**Dataset entries**.
==========

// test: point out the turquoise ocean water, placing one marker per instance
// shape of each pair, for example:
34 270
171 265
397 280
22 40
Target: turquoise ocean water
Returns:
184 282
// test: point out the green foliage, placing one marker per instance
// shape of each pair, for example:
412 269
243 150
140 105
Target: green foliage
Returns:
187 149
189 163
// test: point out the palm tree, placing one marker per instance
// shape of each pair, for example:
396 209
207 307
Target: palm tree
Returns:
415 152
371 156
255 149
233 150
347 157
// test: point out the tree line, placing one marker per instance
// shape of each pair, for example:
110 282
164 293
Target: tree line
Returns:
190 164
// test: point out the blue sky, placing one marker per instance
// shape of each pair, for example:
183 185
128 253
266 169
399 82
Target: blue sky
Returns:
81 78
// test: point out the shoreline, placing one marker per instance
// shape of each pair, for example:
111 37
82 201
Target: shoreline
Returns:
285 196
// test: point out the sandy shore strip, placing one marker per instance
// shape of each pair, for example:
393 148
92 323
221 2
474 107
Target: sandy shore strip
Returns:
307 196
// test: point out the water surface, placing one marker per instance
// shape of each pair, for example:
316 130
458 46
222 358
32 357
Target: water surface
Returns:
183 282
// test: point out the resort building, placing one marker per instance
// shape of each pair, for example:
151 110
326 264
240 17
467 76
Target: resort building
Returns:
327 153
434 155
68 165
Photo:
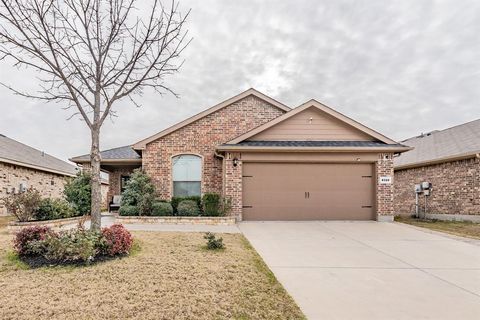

==========

**Exercise objective**. Copy out all of the material above word for word, leaving out the pictures.

**Expected answer**.
// test: point out the turquoise ocean water, placing one marker per instance
// shape of each pair, for example:
34 270
171 265
397 280
22 40
Target: turquoise ocean water
Returns:
184 282
// test: point out the green foliage, placing one marker per instance
// shape of each pair, for example:
412 269
243 150
140 105
Target: green foliage
Returns:
187 149
189 163
// test: point out the palm tree, placing one marker per instance
// shape of each pair, for example:
396 209
207 307
Target: palm tree
Returns:
415 152
371 156
255 149
233 150
347 157
// test: point out the tree line, placing one marker per instance
// shape of each pair, for example:
110 282
164 293
Target: tree line
Returns:
190 164
// test: point out the blue sky, placing one marker per instance
// shape of each pair, for example:
183 185
128 253
266 169
399 82
Target: blue sky
Returns:
81 78
// test: point out the shoreline, placing one marker per instance
// shape of each pair, for example:
111 37
82 201
Target: shoreline
Returns:
285 196
// test: point out the sandy shore strip, placing one marker per instance
// shape of each pair, for example:
393 148
92 323
221 2
474 107
Target: sandy shore strip
Returns:
307 196
// test: point out the water surface, placing one marker per instance
// shape of each pair, for example:
316 130
458 46
222 358
32 357
Target: water surface
Returns:
183 282
// test: point out the resort building, placing one marker per instance
// shape of each pair, for example:
151 110
326 264
240 17
467 76
Target: resort building
Returns:
327 153
434 155
68 165
Photo:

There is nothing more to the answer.